**DIRECTION:**
Which lines of the rows below contain the word "neck"? Copy each of them in full.

BEGIN DATA

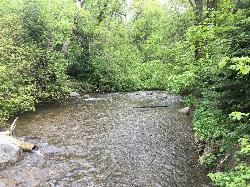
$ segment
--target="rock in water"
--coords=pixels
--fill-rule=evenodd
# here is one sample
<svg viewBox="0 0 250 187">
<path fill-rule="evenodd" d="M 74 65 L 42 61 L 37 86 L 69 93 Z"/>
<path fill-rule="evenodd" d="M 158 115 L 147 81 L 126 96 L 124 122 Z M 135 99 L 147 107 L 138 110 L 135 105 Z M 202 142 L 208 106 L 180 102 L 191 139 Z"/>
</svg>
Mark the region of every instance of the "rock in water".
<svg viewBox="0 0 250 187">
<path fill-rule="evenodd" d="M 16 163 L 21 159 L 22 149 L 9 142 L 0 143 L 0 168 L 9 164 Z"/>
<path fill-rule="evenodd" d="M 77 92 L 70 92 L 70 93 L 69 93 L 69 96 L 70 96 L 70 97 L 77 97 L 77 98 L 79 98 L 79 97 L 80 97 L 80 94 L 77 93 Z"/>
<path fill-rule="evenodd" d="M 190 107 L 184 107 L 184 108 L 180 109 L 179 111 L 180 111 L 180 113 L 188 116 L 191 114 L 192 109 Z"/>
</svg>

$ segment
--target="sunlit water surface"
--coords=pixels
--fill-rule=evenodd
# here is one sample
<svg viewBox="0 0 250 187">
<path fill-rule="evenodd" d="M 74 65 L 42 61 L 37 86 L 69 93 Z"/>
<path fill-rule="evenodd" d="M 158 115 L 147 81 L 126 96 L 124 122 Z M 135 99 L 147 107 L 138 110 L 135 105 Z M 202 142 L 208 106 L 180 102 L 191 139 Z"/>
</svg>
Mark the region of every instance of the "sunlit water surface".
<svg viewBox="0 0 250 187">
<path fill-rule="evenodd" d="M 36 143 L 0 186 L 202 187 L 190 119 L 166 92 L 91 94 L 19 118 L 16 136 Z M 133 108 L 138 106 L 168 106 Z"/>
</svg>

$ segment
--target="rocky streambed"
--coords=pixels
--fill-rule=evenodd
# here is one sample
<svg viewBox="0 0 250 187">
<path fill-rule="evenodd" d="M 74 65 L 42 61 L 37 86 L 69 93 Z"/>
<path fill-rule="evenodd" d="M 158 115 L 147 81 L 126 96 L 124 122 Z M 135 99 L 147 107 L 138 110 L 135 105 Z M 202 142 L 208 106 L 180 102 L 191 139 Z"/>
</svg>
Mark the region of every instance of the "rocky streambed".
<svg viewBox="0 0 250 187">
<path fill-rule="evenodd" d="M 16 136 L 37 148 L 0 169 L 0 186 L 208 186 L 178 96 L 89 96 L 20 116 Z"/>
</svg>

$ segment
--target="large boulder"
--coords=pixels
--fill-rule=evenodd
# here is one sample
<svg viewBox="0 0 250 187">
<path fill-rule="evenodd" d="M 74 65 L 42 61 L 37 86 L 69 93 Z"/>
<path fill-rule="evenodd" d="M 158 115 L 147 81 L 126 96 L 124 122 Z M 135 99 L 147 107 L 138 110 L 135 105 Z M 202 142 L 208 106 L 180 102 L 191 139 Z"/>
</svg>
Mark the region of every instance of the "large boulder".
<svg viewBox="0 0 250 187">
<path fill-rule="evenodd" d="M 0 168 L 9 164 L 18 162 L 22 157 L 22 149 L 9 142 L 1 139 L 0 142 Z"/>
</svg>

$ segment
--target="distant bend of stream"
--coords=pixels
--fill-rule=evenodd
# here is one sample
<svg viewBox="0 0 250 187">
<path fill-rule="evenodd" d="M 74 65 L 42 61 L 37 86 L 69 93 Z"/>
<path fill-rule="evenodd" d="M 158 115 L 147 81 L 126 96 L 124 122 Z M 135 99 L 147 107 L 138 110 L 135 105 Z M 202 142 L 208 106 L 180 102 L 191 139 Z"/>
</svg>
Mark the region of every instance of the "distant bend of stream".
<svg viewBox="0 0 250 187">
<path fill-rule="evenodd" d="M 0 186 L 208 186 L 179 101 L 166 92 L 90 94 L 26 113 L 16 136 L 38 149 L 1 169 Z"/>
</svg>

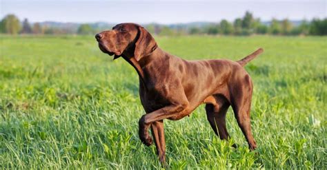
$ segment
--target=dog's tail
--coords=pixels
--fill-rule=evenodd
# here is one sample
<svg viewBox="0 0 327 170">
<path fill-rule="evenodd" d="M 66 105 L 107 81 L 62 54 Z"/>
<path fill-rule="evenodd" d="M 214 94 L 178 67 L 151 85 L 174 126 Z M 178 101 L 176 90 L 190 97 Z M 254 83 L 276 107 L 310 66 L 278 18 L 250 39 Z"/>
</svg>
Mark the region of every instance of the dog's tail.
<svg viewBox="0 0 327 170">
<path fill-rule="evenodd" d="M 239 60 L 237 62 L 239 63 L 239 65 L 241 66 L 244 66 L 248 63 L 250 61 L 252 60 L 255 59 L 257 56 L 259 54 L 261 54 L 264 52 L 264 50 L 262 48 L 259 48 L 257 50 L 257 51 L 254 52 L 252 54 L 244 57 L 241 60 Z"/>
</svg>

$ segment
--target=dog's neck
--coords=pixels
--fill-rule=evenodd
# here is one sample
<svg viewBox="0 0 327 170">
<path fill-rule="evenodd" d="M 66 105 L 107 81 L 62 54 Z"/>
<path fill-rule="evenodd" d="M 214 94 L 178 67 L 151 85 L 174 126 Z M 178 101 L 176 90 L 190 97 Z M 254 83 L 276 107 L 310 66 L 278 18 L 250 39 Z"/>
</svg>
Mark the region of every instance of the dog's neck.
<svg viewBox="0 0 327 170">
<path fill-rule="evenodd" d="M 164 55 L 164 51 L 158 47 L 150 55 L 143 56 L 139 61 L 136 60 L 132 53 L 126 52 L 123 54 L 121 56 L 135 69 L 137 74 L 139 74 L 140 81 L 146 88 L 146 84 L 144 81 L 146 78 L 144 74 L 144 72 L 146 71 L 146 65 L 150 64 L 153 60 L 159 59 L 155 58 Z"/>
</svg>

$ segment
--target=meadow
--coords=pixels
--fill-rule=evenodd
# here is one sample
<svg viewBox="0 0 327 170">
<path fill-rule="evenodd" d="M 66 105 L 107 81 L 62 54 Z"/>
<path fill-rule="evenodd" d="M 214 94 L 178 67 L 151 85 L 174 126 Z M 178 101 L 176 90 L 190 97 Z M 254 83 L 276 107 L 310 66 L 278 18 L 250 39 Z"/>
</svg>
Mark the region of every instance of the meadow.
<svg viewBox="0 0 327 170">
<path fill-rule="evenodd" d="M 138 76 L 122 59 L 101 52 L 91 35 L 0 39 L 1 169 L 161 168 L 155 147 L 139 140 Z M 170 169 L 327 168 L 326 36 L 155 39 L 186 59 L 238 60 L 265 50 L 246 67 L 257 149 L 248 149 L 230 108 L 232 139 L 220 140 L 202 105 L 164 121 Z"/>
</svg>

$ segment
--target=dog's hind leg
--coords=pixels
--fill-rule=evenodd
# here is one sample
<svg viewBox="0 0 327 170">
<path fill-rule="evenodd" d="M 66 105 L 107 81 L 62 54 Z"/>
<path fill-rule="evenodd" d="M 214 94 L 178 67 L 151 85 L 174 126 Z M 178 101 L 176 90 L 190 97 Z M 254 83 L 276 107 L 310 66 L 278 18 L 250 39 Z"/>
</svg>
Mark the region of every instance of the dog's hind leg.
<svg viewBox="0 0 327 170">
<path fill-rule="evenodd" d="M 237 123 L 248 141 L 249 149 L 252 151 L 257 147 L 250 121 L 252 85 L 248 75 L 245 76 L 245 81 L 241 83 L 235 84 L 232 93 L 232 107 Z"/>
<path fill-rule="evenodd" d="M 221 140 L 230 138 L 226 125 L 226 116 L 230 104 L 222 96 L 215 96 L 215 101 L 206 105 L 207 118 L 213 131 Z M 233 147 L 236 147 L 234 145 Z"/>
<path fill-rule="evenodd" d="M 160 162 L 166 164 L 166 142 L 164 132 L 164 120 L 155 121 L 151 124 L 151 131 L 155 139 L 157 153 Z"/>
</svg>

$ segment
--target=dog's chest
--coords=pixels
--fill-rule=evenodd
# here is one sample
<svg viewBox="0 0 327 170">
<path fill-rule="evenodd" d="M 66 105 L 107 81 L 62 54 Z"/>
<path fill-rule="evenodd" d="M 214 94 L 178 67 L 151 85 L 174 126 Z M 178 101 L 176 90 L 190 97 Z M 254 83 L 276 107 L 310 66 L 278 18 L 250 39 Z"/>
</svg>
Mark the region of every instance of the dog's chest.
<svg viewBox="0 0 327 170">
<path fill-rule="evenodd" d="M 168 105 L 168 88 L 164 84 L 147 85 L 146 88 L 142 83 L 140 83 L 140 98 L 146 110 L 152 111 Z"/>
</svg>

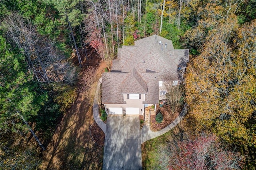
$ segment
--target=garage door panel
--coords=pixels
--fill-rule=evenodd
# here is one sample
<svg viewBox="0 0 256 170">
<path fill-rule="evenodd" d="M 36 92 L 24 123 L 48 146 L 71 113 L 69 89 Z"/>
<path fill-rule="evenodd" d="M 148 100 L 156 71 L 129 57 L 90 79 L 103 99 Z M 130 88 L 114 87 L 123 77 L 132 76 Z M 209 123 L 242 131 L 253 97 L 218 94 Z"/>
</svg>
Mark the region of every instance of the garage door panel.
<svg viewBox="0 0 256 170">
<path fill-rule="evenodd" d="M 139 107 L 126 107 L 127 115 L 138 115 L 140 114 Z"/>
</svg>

END DATA
BEGIN DATA

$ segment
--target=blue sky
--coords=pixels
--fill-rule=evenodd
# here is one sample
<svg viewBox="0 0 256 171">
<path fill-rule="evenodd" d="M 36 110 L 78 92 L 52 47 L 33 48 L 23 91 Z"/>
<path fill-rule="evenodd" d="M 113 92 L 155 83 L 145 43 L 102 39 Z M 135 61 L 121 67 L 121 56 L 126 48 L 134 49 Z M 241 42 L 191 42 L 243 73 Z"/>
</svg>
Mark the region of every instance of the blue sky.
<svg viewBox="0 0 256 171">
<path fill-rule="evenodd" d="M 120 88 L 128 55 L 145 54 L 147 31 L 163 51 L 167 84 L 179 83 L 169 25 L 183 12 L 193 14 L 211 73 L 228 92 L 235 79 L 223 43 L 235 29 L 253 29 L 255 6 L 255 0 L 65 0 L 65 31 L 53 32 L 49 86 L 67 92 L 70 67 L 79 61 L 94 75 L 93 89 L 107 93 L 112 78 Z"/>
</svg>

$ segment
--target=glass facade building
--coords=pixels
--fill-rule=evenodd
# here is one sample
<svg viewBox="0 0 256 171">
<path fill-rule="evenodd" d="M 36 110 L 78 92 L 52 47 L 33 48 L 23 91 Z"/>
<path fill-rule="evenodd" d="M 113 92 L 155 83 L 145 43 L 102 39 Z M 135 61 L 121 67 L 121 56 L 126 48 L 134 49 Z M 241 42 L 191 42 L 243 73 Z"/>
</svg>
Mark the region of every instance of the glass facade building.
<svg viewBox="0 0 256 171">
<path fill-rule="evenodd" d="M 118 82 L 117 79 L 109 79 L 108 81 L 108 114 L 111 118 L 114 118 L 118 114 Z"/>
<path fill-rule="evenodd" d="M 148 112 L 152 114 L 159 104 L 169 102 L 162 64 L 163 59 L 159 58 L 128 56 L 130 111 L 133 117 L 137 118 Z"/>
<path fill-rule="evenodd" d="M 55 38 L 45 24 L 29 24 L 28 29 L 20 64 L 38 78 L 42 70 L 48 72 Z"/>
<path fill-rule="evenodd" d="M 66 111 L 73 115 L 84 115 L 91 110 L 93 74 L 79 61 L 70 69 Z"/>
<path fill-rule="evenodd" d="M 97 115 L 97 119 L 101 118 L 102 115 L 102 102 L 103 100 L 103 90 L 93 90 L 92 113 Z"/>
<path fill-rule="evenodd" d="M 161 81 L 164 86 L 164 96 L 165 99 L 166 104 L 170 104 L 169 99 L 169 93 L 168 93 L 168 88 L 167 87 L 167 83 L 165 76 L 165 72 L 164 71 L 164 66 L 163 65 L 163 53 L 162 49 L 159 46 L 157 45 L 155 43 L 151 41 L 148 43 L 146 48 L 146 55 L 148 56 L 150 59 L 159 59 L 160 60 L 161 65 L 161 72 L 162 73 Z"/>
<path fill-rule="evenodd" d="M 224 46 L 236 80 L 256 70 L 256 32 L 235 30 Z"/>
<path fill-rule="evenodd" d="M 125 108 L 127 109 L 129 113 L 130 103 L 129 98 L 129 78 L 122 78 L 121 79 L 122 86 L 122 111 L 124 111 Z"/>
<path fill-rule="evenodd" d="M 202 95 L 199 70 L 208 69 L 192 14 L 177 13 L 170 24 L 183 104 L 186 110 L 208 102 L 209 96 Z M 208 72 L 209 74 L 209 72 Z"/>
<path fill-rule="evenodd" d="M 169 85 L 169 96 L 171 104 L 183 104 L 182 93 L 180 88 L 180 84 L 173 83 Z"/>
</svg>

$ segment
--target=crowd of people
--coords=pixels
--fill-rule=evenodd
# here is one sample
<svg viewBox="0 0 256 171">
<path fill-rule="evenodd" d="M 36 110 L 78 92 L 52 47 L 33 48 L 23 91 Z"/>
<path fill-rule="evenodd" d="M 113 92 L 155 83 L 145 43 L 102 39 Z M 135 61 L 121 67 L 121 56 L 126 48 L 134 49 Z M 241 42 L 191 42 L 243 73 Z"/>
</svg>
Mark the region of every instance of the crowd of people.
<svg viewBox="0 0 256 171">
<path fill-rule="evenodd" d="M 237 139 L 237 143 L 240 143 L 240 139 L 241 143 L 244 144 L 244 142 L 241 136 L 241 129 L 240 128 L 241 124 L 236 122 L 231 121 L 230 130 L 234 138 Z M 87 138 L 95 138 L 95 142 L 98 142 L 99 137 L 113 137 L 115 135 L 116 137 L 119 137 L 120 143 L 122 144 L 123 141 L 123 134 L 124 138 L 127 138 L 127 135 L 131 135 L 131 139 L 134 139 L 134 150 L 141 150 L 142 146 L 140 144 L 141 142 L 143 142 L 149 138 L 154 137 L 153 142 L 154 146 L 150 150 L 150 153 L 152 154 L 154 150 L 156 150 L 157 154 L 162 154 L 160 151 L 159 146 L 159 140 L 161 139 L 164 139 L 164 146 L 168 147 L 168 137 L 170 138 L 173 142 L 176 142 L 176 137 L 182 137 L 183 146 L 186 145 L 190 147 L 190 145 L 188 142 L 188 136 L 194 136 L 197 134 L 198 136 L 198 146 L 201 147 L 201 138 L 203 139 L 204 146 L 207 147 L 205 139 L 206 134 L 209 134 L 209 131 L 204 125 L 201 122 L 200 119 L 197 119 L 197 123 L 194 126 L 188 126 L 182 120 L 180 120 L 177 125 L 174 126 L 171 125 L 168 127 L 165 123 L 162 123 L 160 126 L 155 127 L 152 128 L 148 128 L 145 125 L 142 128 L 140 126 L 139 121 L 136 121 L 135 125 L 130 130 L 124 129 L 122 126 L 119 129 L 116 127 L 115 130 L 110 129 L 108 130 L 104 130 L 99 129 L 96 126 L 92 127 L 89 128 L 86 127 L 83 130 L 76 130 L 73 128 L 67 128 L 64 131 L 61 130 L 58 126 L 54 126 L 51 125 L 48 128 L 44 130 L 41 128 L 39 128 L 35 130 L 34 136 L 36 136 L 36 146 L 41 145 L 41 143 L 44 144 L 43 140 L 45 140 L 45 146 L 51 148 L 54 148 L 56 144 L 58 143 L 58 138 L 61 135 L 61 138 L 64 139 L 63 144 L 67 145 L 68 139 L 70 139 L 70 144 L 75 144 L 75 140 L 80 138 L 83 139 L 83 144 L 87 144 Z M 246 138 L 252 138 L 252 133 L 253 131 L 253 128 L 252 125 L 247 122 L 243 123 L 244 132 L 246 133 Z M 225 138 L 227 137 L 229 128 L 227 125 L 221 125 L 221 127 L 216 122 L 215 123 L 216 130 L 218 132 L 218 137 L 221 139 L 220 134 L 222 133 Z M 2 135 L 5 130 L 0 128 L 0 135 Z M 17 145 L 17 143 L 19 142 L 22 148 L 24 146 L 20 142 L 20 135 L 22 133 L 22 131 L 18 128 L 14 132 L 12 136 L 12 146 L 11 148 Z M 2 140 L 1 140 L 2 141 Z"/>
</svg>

END DATA
BEGIN DATA

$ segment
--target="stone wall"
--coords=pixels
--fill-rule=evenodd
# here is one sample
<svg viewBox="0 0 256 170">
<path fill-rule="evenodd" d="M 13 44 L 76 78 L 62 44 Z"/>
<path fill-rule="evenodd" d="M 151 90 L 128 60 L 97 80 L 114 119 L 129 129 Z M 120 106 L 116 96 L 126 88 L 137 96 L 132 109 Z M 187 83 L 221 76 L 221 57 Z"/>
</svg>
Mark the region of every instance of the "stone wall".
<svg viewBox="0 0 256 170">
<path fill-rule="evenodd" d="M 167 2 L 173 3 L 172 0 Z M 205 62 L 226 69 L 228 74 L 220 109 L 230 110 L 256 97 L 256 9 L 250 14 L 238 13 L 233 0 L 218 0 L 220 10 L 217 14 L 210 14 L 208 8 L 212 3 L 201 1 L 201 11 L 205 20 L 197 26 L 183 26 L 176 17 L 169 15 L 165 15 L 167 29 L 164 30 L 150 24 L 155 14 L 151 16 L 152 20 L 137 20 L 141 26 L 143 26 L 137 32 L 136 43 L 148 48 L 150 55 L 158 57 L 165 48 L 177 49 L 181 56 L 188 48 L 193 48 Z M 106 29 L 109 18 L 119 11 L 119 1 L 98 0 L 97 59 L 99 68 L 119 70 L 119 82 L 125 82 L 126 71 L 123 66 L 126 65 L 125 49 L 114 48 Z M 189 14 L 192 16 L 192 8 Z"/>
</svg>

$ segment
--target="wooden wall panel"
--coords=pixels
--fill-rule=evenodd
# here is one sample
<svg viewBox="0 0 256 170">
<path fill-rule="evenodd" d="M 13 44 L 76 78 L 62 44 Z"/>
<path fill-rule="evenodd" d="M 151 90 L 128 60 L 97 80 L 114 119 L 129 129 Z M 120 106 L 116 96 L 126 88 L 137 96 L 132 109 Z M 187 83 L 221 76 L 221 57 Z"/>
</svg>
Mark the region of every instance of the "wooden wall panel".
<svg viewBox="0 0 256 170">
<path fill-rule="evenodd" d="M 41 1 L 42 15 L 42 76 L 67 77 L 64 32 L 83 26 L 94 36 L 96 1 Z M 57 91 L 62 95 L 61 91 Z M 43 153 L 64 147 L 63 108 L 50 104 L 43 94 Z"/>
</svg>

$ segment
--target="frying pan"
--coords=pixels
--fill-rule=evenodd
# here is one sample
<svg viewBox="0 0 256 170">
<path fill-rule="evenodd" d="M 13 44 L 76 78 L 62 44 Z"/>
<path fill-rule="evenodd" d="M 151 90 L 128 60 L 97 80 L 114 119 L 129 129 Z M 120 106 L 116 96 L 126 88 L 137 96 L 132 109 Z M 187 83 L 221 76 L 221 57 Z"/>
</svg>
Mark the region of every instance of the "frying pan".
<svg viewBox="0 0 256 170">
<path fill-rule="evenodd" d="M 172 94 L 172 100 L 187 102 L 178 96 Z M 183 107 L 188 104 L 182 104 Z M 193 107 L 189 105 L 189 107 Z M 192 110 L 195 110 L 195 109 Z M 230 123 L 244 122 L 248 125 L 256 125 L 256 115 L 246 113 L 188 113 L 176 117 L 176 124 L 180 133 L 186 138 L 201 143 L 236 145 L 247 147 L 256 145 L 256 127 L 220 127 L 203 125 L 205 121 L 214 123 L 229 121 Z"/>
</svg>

END DATA

**COMPLETE OUTPUT:**
--target=dog's neck
Mark the region of every instance of the dog's neck.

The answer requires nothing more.